• [Materials provided]:
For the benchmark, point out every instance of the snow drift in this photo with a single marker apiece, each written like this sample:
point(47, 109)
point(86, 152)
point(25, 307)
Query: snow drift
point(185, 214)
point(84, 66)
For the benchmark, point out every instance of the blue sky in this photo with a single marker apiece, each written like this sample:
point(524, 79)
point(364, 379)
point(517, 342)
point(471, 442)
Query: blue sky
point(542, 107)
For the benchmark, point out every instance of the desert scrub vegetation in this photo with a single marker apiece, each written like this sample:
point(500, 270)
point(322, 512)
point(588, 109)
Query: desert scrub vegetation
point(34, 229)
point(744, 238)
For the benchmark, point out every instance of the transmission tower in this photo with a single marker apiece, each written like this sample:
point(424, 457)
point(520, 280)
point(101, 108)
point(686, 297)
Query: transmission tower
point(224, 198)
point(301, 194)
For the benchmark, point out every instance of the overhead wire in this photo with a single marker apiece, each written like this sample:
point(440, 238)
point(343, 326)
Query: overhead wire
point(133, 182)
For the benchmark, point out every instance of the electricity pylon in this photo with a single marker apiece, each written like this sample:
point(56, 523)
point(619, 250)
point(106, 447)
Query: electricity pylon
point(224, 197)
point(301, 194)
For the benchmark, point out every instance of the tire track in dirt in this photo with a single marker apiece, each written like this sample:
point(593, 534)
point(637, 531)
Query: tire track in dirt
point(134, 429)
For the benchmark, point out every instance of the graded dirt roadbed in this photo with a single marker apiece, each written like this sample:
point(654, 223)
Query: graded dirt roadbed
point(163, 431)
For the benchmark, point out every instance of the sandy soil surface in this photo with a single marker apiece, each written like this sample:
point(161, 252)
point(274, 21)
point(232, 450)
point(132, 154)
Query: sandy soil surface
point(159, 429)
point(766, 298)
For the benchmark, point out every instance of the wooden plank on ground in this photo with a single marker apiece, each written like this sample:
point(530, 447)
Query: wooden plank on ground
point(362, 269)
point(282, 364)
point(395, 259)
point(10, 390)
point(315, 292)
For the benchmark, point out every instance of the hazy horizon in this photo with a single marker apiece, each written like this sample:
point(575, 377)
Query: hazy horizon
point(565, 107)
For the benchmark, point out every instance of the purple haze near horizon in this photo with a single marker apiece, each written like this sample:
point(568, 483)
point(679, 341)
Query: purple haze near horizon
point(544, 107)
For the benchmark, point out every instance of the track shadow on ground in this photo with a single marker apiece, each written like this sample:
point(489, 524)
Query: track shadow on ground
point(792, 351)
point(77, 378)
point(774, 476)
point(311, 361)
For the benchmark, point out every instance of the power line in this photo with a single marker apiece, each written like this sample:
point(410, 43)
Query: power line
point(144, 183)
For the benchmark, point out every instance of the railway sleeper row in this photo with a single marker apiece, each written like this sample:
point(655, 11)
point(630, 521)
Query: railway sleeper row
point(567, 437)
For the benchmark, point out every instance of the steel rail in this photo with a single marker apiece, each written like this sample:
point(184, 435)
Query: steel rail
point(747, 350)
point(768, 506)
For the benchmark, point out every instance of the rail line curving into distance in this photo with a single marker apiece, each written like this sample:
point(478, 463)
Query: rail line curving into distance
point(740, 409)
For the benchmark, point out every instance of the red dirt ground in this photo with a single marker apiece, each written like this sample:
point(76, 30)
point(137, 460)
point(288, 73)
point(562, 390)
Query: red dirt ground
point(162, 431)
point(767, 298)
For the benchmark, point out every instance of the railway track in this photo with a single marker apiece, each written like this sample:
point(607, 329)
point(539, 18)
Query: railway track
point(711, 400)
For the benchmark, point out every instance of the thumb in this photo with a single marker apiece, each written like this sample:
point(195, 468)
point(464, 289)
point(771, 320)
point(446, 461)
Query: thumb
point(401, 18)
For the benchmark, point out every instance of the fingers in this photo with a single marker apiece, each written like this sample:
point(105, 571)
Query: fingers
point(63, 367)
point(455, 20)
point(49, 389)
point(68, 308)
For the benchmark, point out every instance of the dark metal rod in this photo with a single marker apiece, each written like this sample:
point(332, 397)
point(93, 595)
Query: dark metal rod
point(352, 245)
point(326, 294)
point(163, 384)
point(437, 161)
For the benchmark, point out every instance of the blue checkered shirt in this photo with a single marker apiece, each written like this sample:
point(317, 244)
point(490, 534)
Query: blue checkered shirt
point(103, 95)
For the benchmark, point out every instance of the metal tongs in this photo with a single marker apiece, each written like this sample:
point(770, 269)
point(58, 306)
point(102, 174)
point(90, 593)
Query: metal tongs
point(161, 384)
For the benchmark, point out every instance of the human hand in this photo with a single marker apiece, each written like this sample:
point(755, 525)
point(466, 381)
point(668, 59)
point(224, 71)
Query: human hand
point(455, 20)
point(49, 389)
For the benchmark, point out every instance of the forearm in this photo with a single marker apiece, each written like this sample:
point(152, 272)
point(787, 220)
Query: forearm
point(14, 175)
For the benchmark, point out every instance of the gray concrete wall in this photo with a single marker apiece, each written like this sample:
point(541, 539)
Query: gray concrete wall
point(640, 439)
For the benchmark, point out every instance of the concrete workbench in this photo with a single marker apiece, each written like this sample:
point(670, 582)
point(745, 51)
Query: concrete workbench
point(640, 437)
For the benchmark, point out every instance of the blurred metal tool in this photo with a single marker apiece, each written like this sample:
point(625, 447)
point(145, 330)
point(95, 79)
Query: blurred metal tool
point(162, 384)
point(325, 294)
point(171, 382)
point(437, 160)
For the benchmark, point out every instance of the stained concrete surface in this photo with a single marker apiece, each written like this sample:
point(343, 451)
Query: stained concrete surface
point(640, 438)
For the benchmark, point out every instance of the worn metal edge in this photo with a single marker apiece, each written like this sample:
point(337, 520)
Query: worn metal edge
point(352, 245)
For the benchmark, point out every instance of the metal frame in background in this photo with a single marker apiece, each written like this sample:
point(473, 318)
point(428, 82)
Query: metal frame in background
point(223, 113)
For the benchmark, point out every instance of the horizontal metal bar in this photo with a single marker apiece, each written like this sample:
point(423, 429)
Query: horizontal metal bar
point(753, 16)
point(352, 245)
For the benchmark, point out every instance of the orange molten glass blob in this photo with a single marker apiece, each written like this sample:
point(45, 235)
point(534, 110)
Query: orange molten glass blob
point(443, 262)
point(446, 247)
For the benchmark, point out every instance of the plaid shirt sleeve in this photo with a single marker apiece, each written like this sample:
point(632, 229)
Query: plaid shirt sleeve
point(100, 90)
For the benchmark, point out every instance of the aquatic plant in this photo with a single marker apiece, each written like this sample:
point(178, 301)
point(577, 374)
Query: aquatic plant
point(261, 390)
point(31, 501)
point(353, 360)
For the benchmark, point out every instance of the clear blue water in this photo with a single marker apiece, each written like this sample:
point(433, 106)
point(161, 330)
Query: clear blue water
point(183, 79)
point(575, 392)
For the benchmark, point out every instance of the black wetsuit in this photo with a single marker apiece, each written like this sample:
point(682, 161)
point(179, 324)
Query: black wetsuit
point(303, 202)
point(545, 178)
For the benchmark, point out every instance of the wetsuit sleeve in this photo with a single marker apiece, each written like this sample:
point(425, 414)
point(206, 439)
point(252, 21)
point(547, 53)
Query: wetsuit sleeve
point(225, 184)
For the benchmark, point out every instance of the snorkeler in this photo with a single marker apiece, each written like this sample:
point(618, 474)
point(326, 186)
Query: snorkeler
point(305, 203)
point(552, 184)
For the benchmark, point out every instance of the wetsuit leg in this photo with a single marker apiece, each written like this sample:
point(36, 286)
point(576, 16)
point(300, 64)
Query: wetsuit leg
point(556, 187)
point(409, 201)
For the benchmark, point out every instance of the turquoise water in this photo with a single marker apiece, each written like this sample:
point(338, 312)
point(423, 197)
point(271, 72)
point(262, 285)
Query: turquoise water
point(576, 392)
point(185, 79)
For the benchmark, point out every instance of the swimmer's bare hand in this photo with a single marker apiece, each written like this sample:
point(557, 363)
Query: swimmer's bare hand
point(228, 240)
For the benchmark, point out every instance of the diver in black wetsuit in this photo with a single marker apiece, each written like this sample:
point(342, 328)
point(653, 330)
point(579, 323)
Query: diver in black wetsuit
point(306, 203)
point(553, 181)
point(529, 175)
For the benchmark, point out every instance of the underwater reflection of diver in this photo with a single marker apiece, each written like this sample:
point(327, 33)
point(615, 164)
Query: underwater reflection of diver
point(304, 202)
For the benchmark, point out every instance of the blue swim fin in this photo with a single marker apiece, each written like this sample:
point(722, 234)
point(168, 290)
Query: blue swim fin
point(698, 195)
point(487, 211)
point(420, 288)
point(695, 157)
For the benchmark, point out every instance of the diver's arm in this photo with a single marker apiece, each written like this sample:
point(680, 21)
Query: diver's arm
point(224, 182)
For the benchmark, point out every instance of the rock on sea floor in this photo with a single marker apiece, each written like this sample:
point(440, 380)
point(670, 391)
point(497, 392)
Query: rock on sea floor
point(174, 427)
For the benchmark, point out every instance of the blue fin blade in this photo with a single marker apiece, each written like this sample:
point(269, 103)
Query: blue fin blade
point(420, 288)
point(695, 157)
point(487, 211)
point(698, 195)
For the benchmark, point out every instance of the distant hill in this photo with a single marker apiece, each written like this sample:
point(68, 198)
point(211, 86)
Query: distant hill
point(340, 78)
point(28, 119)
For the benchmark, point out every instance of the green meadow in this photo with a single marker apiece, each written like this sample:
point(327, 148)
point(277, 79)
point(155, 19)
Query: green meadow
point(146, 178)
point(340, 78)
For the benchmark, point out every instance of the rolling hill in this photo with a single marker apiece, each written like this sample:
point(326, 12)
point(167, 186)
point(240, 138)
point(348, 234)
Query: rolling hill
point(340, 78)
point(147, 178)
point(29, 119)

• [Task to carry out]: In the listing, copy the lines from the line with "For the benchmark, point out every instance of the diver in" up to and including the line with "point(529, 175)", substituting "dark drysuit" for "black wetsuit" and leaving everything else unchanged.

• [Finished answer]:
For the benchmark, point out every instance of the diver in dark drysuit in this photo with a single marker apiece, each written like this sample:
point(342, 328)
point(653, 330)
point(579, 323)
Query: diver in dark drysuit
point(306, 203)
point(553, 181)
point(529, 175)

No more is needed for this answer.